### EXERCISE INSTRUCTIONS
Reproduce every line of the data below as a numbered list, skipping any blank lines.

### MATERIAL PROVIDED
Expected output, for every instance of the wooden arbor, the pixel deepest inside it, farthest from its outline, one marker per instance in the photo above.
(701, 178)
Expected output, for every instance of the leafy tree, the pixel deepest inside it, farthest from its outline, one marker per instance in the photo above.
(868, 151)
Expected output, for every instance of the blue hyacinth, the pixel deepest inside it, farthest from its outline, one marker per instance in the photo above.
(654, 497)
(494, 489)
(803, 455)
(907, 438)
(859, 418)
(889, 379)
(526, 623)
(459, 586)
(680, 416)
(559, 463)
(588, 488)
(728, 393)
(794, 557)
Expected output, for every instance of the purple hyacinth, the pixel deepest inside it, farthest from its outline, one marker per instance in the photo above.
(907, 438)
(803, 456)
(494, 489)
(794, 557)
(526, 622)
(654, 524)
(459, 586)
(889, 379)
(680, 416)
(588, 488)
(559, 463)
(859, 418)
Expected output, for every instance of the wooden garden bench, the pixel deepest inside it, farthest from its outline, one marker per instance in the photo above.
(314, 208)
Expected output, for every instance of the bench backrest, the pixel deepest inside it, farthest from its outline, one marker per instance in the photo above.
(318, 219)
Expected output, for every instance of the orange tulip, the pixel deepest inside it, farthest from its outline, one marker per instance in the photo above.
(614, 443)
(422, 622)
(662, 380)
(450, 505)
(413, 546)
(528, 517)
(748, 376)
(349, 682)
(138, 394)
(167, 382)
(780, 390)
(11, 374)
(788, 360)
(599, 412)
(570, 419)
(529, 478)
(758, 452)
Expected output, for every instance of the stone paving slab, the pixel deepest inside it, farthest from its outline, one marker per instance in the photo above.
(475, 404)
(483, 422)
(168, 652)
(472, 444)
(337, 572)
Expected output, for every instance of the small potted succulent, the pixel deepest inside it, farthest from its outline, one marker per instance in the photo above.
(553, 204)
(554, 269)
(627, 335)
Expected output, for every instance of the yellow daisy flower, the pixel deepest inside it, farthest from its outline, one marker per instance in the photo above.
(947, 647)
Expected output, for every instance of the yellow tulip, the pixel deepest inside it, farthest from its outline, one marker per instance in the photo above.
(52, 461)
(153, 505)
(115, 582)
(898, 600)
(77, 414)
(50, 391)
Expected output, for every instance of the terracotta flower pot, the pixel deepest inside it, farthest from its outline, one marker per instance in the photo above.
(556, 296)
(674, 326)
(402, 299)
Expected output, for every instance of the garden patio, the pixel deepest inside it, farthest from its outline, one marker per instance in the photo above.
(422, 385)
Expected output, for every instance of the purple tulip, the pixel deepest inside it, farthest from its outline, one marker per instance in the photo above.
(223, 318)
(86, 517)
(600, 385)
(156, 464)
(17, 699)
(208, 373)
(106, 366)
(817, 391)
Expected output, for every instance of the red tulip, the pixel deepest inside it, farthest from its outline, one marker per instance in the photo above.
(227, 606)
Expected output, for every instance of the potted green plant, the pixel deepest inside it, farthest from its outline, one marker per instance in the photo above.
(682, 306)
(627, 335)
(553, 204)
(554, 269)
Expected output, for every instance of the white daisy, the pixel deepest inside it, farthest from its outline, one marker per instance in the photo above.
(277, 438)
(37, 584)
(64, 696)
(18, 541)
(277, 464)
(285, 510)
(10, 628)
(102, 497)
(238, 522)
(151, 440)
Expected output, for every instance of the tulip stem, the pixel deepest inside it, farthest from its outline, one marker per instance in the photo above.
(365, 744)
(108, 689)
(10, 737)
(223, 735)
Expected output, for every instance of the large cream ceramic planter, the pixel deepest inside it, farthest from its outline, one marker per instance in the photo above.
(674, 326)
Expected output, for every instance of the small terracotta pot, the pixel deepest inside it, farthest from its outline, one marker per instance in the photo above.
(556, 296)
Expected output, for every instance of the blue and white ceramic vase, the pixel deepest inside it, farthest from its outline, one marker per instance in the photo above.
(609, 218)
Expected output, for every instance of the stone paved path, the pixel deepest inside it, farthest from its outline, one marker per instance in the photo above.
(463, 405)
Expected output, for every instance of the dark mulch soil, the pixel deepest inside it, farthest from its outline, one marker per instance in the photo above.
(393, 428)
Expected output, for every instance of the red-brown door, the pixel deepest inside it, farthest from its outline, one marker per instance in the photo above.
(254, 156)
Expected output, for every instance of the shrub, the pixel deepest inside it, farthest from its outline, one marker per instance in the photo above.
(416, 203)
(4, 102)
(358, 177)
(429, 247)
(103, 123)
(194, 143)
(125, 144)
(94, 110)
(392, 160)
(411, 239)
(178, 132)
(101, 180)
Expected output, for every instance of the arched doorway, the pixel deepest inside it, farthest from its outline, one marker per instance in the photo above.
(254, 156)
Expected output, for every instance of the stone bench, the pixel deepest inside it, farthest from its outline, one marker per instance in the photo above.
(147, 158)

### FINAL RESULT
1. Expected output, for every instance of the wooden arbor, the pixel deepest inside it, farthest from its outline, one marker per instance in the photo above.
2. (701, 178)
3. Expected output, for every instance of the leafy tree, the pixel deepest inside it, farthest from its outline, one marker per instance in the photo above.
4. (868, 151)
5. Expected output, for every instance of the blue hyacinth, the pixel deepest inside it, farthest from its outline, one marker per instance in the photo above.
6. (654, 497)
7. (494, 489)
8. (803, 455)
9. (907, 438)
10. (859, 418)
11. (889, 379)
12. (526, 623)
13. (459, 586)
14. (680, 416)
15. (559, 463)
16. (588, 488)
17. (728, 393)
18. (794, 557)
19. Expected output, for every instance of the purple hyacinth, the pixel deepest inside it, farthest from its outline, one marker per instance in the photo above.
20. (907, 438)
21. (803, 456)
22. (494, 489)
23. (794, 557)
24. (526, 622)
25. (654, 524)
26. (459, 586)
27. (889, 379)
28. (680, 416)
29. (588, 488)
30. (559, 463)
31. (859, 418)
32. Expected output, for every instance of the wooden garden bench, the pixel deepest inside it, farthest from its outline, one marker per instance in the photo above.
33. (314, 208)
34. Expected output, for every instance of the bench backrest, the pixel deepest inside it, farthest from its outline, one marker per instance in the photo above.
35. (318, 219)
36. Expected output, for every instance of the orange tulip, the pixel deepest inside it, farthest from its outline, one marker per instance in the photo above.
37. (614, 443)
38. (422, 622)
39. (662, 380)
40. (450, 505)
41. (413, 546)
42. (528, 517)
43. (748, 376)
44. (349, 682)
45. (138, 394)
46. (167, 382)
47. (780, 390)
48. (11, 374)
49. (788, 360)
50. (599, 412)
51. (570, 419)
52. (529, 478)
53. (758, 452)
54. Expected output, for every instance of the stone paving slab, the pixel deepest inside it, farthest from its outline, one marker per instance in the photo above.
55. (475, 404)
56. (483, 422)
57. (168, 652)
58. (472, 444)
59. (337, 572)
60. Expected output, for every instance of the small potted succulent, the pixel deepest inside it, farthest from its outline, one marker per instance in the photo above.
61. (553, 204)
62. (554, 269)
63. (627, 335)
64. Expected output, for every instance of the yellow daisy flower, the pixel deepest inside it, farthest from its outline, one marker per instance in the photo above.
65. (947, 647)
66. Expected output, for every instance of the yellow tulip, the pixel deepest inside it, farthest from its outline, one marker per instance in the photo above.
67. (52, 461)
68. (153, 505)
69. (115, 582)
70. (898, 600)
71. (77, 414)
72. (50, 391)
73. Expected output, for every instance of the terracotta flower pot, the pixel deepest inside it, farthest from its outline, one marker per instance in the photo above.
74. (556, 296)
75. (674, 326)
76. (402, 299)
77. Expected output, for every instance of the garden patio, the pixel deepest inside it, farthest from its outline, one marker per instance in the photo above.
78. (422, 385)
79. Expected output, for every instance of the purple tulip, the pixel deepest inside it, farthest from its outline, one marker per instance in the photo above.
80. (223, 318)
81. (86, 517)
82. (600, 385)
83. (156, 464)
84. (17, 699)
85. (208, 373)
86. (106, 366)
87. (817, 391)
88. Expected output, for every instance of the red tulip, the pixel deepest inside it, farthest from its outline, one marker per instance in the photo above.
89. (227, 606)
90. Expected output, for every instance of the potted green plant, the pixel deepest inside it, farthest from its outline, one marker per instance in the photo above.
91. (682, 306)
92. (627, 335)
93. (553, 204)
94. (554, 269)
95. Expected output, for every instance of the white daisy, the pixel deepest inside it, farthest from its outline, one marker per instance in the photo above.
96. (277, 438)
97. (37, 584)
98. (64, 696)
99. (18, 541)
100. (277, 464)
101. (285, 510)
102. (10, 628)
103. (102, 497)
104. (238, 522)
105. (151, 440)
106. Expected output, for every instance of the tulip stem, the pixel deepest inside it, farthest from its outline, one marker per instance in the photo above.
107. (365, 744)
108. (108, 689)
109. (10, 737)
110. (223, 735)
111. Expected output, for every instance of the large cream ceramic planter, the pixel deepest inside it, farthest from its outline, one marker per instance in the photo above.
112. (674, 326)
113. Expected output, for every instance of the small terracotta pot, the pixel deepest inside it, farthest from its outline, one marker per instance in the photo above.
114. (556, 296)
115. Expected output, for every instance of the blue and white ceramic vase, the pixel deepest inside it, farthest from its outline, one marker per instance in the photo above.
116. (609, 218)
117. Expected output, for every instance of the stone paved path, the pixel deepest inside it, farthest from its outline, one marker per instance in the photo above.
118. (463, 405)
119. Expected output, for every instance of the dark mulch soil, the pixel deepest inside it, farthest from its outline, one marker per instance in the photo above.
120. (393, 428)
121. Expected output, for every instance of the red-brown door, the pixel deepest inside it, farthest from its outline, one marker per instance in the photo above.
122. (254, 156)
123. Expected output, for every instance of the shrub, the pixel deepest inside it, farthest from its outline, one marker per instance in the photo above.
124. (416, 203)
125. (4, 102)
126. (358, 177)
127. (429, 247)
128. (103, 123)
129. (194, 143)
130. (125, 144)
131. (94, 110)
132. (392, 160)
133. (411, 239)
134. (178, 132)
135. (101, 180)
136. Expected output, for every instance of the arched doorway, the pixel deepest inside it, farthest from its outline, one marker per instance in the photo above.
137. (254, 156)
138. Expected output, for every instance of the stone bench, the pixel deepest inside it, farthest from its outline, one marker per instance in the photo above.
139. (147, 158)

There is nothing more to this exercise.